++++ Records provided

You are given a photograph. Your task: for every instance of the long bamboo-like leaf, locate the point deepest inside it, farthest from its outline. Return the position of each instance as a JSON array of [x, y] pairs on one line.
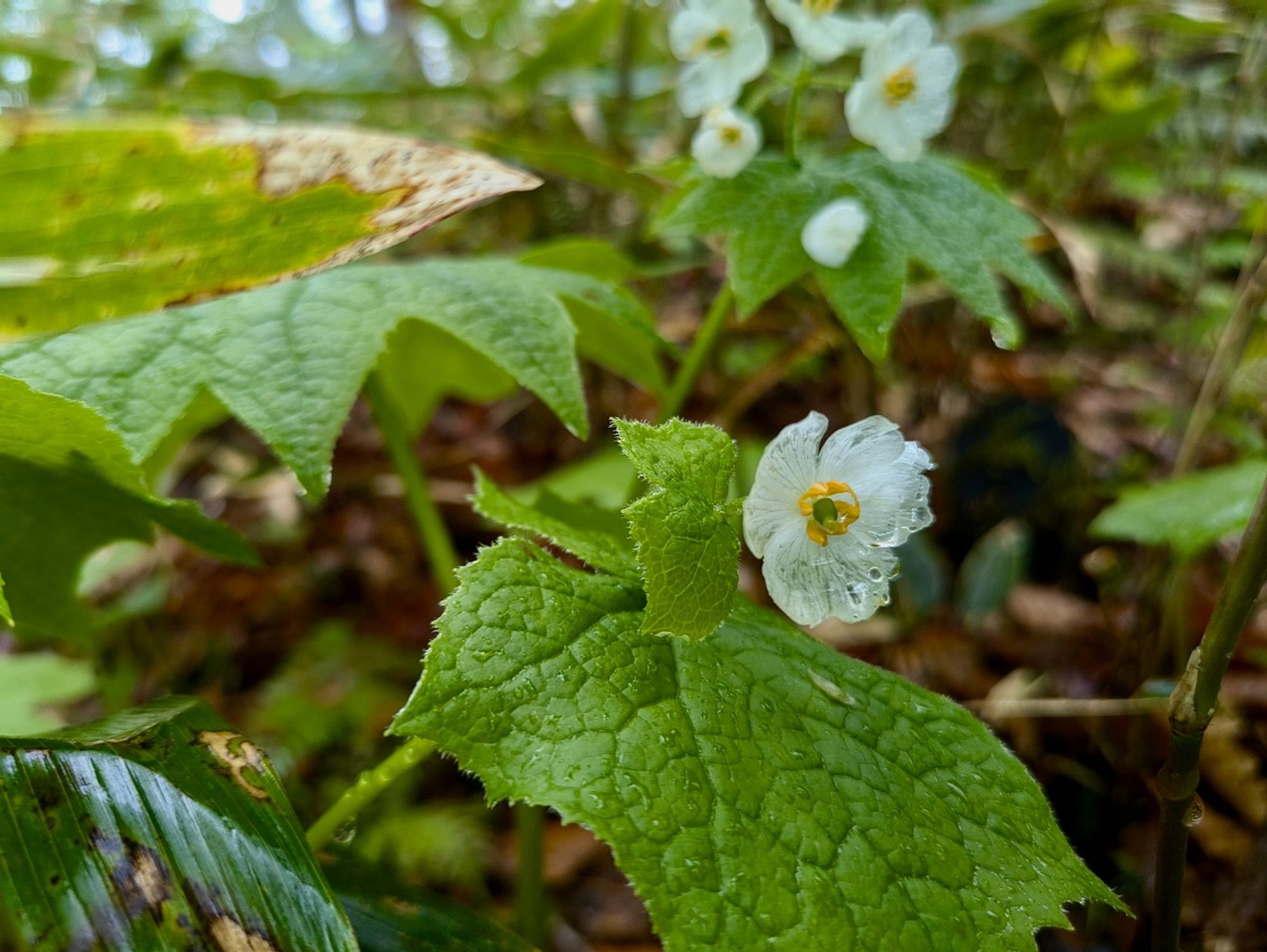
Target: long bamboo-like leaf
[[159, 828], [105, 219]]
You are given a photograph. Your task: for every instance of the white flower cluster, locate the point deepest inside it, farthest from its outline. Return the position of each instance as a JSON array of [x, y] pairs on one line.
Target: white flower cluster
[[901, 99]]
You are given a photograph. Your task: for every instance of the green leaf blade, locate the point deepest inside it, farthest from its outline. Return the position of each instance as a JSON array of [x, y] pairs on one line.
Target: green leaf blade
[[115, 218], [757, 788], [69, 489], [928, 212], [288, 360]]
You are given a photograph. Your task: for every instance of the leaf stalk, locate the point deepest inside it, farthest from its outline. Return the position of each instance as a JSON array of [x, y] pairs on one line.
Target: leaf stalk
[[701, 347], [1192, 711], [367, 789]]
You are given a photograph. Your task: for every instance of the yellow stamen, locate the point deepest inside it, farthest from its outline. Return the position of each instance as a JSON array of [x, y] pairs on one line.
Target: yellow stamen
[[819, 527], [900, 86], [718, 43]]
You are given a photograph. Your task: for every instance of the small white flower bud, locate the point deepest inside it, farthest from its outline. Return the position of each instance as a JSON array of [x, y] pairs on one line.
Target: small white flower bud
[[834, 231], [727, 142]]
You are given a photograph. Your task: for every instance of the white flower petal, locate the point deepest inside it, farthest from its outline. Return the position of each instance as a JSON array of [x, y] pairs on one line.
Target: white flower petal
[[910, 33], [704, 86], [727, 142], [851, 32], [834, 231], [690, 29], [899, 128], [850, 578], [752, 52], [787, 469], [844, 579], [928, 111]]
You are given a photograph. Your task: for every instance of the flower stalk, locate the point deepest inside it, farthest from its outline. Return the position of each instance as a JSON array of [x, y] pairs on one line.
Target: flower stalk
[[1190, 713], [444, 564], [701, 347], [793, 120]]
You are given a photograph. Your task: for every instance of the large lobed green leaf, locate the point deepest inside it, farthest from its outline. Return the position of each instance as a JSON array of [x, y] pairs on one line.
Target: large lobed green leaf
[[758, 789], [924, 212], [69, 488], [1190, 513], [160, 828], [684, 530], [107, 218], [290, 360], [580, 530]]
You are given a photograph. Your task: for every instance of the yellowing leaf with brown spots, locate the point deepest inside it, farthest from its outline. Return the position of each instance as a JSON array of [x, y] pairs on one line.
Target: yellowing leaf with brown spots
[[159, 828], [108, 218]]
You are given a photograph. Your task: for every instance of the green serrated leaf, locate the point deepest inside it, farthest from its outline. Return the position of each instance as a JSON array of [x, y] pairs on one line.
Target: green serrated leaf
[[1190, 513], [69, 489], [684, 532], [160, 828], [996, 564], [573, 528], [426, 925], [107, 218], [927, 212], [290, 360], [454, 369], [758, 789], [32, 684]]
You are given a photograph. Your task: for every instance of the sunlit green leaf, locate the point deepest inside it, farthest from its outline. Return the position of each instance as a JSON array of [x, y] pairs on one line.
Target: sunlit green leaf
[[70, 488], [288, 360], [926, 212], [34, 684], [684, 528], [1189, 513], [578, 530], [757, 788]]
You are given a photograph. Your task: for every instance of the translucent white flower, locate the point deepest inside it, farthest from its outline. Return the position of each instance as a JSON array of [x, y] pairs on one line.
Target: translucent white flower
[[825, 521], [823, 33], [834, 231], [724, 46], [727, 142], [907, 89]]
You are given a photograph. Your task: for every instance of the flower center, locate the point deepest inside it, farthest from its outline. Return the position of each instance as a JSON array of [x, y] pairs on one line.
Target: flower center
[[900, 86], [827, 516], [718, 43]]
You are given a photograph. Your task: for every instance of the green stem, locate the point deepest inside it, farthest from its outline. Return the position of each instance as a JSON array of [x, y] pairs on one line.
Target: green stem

++++++++

Task details
Please print the entries shown above again, exactly, and skip the pictures.

Expected output
You are given a photograph. Your task: for every instance of the long bamboo-like leaf, locate the point deepest inside it, farthest from its outline. Return the position of each instance as a JSON array of [x, y] pairs on one line.
Target: long bamboo-like leaf
[[159, 828], [105, 219]]
You are given a photograph. Your task: for every instance of the white flower cluster, locate the point deepest inside it, farthest from its outline. Return the position of each instance as a JSON array of [x, y] pairs on one line.
Target: white flower cluster
[[901, 99]]
You are given a photograph. Your task: for every instance of the green leaf blade, locate the point deepest inside it, farthest from its outline. Return the position of each instance as a JSON array of [x, y] pairs on one line.
Target: green leaf blade
[[115, 218], [757, 788], [69, 489], [928, 212], [288, 360]]
You are given a photograph. Your task: for every instance of the leaf stalk, locate the point deepest inside it, farthest from its outline. Return the position of each instance as a JSON array of [x, y] pairs on one line.
Target: leaf stalk
[[701, 347], [1192, 711], [367, 789]]
You are given a photograph. Your task: for every instance of the yellow stamen, locate the point deepest inside it, farthest from its outline. Return the position of each instance as a JSON array of [x, y] pairs on one line.
Target: yellow stamen
[[819, 527], [900, 86], [718, 43]]
You are given a photograph. Your task: for every instance of the small white flower bud, locate the point deepest inside it, farthest from its outline. Return the position of each instance as a JSON array of [x, y] pairs on one line.
Target: small white flower bud
[[834, 231], [727, 142]]
You are given a photograph. Your task: for every instance of the white flower petal, locate the point deepest inside it, farthest from its outline. Return the position of each instance as a JSON array of [x, y] pairs on one line.
Target: white flower petal
[[910, 33], [704, 86], [727, 142], [851, 32], [834, 231], [690, 29], [899, 128], [850, 578], [752, 52], [787, 469], [844, 579], [928, 111]]
You are given a photograph. Your task: for every instance of the flower stalk, locate the point deepest inside it, farthest from its outline. Return the position of each instance as a JSON array of [x, y] pairs on one line.
Target: flower stalk
[[1190, 713], [444, 564], [701, 347], [793, 120]]
You are given a photograph. Your task: for every instance of the large lobed green leaf, locate the point deepest inside it, farthest from its outline. Return the position of each instance as a JSON array of [x, y] pairs on one line.
Target: large lobed green leaf
[[758, 789], [924, 212], [69, 488], [1190, 513], [160, 828], [684, 530], [107, 218], [290, 360], [580, 530]]
You are given a photograph. Your task: for every instance of the yellowing leaf with brown spots, locate the point deepest inside it, farthest from its outline. Return the position of each instance as a JSON array of [x, y] pairs on one line.
Target: yellowing leaf with brown spots
[[159, 828], [108, 218]]
You are given a photograph. Your task: for every instance of the green serrated leaf, locate the point deepest inside it, farthest from its outline. Return the position of each instance as a JSON array of [x, y] pairs on one line.
Target: green serrated leaf
[[1190, 513], [69, 489], [684, 532], [160, 828], [996, 564], [573, 528], [426, 925], [107, 218], [927, 212], [290, 360], [454, 369], [758, 789], [32, 684]]
You are given a photograph. Your task: for every instance of the sunlit green leaf, locate the point deepest inside it, farthest from its outline. Return the position of each instance as a JSON array of [x, y] pairs on one line.
Target: sunlit green leaf
[[70, 488], [288, 360], [926, 212], [34, 684], [684, 528], [1189, 513], [578, 530], [757, 788]]
You are given a photograph. Your task: for every instance of the translucent white flower, locate the point deepest inside it, farthest from its outline. Return the position of each instance as a JSON array of [x, y] pairs on one line.
Target: translucent white flower
[[825, 521], [823, 33], [834, 231], [724, 46], [727, 142], [907, 89]]
You are given a photograph. Your task: for every instance of the flower center, locate the point deepest inside it, farthest from its outline. Return the position of each instance as a JSON array of [x, y] pairs on one line.
Target: flower center
[[900, 86], [827, 516], [718, 43]]
You are given a photograph. Your task: for every instance of the green stem, locate the point deepest inside it, farthest from its outline. Return the position of each instance as a JSON array of [x, y] pairs on one line.
Target: green stem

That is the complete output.